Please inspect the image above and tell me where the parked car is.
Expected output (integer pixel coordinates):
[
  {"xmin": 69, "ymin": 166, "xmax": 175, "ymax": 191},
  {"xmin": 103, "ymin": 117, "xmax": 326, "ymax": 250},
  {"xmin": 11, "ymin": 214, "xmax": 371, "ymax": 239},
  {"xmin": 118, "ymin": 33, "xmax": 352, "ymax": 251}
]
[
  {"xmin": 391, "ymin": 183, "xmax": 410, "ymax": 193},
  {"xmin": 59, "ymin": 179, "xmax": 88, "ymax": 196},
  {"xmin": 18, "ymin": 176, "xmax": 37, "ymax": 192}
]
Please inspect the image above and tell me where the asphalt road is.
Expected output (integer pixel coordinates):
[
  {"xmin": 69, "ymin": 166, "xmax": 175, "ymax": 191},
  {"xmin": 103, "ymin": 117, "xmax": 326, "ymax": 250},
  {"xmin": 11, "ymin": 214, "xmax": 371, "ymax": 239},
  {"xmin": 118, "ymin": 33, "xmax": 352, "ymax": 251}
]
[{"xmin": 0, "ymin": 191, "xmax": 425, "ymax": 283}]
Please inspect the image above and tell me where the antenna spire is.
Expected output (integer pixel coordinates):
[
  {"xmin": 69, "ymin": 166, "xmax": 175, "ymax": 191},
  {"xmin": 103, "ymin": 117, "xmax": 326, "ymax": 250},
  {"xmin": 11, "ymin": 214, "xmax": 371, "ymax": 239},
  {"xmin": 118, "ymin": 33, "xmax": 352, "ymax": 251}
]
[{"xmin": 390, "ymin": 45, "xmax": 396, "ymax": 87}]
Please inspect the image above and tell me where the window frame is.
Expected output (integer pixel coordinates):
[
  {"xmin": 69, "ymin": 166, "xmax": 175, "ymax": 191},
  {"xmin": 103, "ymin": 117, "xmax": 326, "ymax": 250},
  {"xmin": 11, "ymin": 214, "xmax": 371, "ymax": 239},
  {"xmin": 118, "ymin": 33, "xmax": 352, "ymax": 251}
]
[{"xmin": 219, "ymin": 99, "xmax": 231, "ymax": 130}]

■ ■ ■

Work order => Every line of the material above that has the string "inspect" needs pulling out.

Exercise response =>
Please inspect the image above and tell me where the parked car is.
Please inspect the image above and tell me where the asphalt road is.
Please inspect the image above and tell me where the antenna spire is.
Please inspect the image above and tell me where the window frame is.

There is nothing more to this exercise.